Work request → Check every line of the data and copy the ones where "white" appears.
Given data section start
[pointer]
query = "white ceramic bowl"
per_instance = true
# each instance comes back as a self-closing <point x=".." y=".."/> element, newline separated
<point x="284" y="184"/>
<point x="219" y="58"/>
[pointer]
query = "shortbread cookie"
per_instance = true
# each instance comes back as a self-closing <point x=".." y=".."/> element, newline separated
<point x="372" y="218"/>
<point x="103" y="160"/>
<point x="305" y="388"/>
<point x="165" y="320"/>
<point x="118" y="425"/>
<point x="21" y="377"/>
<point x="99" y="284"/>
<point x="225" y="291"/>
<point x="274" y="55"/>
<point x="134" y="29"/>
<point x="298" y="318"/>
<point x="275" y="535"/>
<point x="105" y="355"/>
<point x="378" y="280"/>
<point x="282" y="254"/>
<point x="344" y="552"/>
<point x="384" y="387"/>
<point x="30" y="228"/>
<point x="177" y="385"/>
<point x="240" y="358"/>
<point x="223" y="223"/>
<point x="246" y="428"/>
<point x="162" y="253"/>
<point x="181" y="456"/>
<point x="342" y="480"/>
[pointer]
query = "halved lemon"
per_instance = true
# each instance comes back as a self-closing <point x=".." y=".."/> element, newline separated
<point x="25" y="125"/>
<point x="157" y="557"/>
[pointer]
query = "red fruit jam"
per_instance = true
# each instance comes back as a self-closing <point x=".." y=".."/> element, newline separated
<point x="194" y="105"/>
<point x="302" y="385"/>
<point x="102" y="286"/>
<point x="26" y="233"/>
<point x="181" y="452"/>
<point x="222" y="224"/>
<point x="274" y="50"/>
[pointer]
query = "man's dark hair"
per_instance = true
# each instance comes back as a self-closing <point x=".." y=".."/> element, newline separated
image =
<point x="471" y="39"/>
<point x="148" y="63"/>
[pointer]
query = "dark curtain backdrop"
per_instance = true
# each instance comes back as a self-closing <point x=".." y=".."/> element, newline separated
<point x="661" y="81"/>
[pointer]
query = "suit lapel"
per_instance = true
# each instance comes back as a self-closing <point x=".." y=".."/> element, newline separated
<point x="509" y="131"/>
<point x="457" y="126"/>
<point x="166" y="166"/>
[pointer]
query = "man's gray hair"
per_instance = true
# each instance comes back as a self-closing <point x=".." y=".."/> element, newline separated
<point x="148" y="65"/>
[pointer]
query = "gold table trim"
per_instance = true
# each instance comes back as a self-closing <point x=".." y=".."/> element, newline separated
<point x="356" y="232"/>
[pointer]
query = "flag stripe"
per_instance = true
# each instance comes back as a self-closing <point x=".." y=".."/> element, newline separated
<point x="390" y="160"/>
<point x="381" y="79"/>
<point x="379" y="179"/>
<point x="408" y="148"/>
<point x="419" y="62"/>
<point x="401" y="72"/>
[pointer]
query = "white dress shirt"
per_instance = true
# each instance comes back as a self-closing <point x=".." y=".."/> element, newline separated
Given data section end
Answer to this exercise →
query = "white ceramic bowl"
query = "white dress shirt"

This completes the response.